**Actions to take**
1) Rewrite the COVID-19 abstract from "COVID-19 Late Breaking" to "impairment in COVID-19.", swapping "immune response" for "inflammatory response".
2) Answer these questions from the COVID-19 abstract:
(a) What lecture time is listed?
(b) How many patients provided paired CSF and plasma biospecimens?
(c) How many times above control samples did a single peptide have to be enriched to count as a candidate autoantigen in PhIP-Seq?
3) Continue the COVID-19 autoimmunity abstract from the point where it stops.

**Passage shown**
:::

Yale University School of Medicine

Author Of 1 Presentation

COVID-19 Late Breaking Abstracts

SS02.03 - Evidence of an Increased Burden of Humoral Autoimmunity in the CSF and plasma of COVID-19 Patients with Comorbid Neurologic Dysfunction

Presentation Number
Presentation Topic
Lecture Time
11:09 - 11:21



Coronavirus disease 19 (COVID-19) is the most globally impactful pandemic of the past century. The causative pathogen, SARS-CoV-2, infects ACE2-expressing cells and leads to pulmonary disease and a systemic immune response. In patients with severe COVID-19, a dysregulated immune response is associated with secondary extrapulmonary dysfunction, including neurological symptoms. Neurologic complications of SARS-CoV-2 infection are increasingly recognized, yet it is unknown to what degree humoral autoimmunity is a feature of neurological impairment in COVID-19.


To perform an unbiased survey of peripheral and central humoral autoimmunity in COVID-19 patients with neurologic dysfunction.


Paired cerebrospinal fluid (CSF) and plasma biospecimens were collected from nasopharyngeal (NP) SARS-CoV-2 PCR positive patients with comorbid neurologic impairment (n = 5). Additional unpaired CSF biospecimens were collected from neurologically impaired NP PCR positive patients (n = 3). All COVID-19 patients were PCR negative for SARS-CoV-2 in the CSF. CSF and plasma were also collected from SARS-CoV-2 uninfected healthy control volunteers. Neurologic syndromes were diverse and included myositis, seizures, and encephalopathy. Biospecimens were screened in replicate by mouse brain immunostaining, immunoprecipitation mass spectrometry (IP-MS), and human peptidome phage display immunoprecipitation sequencing (PhIP-Seq). IP-MS spectra were analyzed by both spectral counting and MS1 peak area. For PhIP-Seq, proteins with overlapping peptides that were enriched at least 10-fold above control samples, or single peptides enriched 100-fold above controls were considered candidate autoantigens. Candidate autoantigens identified by at least two of three methods (PhIP-Seq, spectral counting, and peak area) were carried forward for validation.

:::

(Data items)

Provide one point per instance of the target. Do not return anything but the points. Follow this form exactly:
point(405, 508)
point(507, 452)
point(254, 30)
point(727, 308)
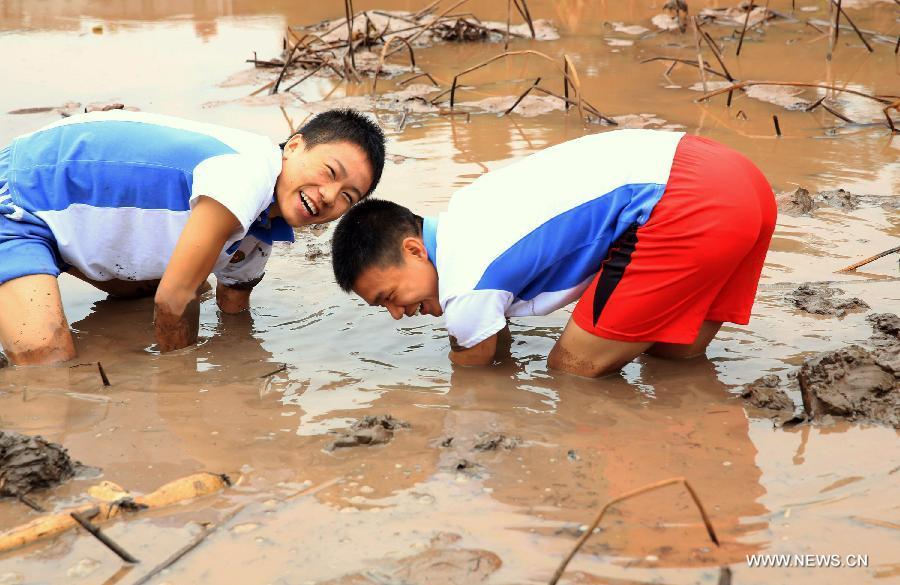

:::

**List of answers**
1)
COVID-19 Late Breaking Abstracts

SS02.03 - Evidence of an Increased Burden of Humoral Autoimmunity in the CSF and plasma of COVID-19 Patients with Comorbid Neurologic Dysfunction

Presentation Number
Presentation Topic
Lecture Time
11:09 - 11:21



Coronavirus disease 19 (COVID-19) is the most globally impactful pandemic of the past century. The causative pathogen, SARS-CoV-2, infects ACE2-expressing cells and leads to pulmonary disease and a systemic inflammatory response. In patients with severe COVID-19, a dysregulated inflammatory response is associated with secondary extrapulmonary dysfunction, including neurological symptoms. Neurologic complications of SARS-CoV-2 infection are increasingly recognized, yet it is unknown to what degree humoral autoimmunity is a feature of neurological impairment in COVID-19.

2)
(a) 11:09 - 11:21
(b) 5
(c) 100-fold

3)
Unexpectedly, seven of eight COVID-19 CSF samples had evidence of humoral autoimmunity by tissue staining (n = 7), and IP-MS (n = 6), PhIP-Seq (n = 7), or both (n = 6). By IP-MS, significantly more candidate autoantigens were identified in COVID-19 biospecimens than in uninfected controls. PhIP-Seq identified twice as many candidate autoantigens in COVID-19 biospecimens than in controls. Notably, COVID-19 biospecimens were enriched for clinically relevant candidate autoantigens including those associated with dermatomyositis, and myasthenia gravis (none known to be pre-existing comorbidities). Additionally, COVID-19 biospecimens were enriched for candidate autoantigens with prima facie clinical relevance as they targeted proteins enriched in skeletal muscle, endothelial cells, and at the synapse. One candidate autoantibody targeted a ciliary protein implicated in syndromic anosmia.


We identified evidence of an increased burden of humoral autoimmunity in COVID-19 patients with comorbid neurologic dysfunction.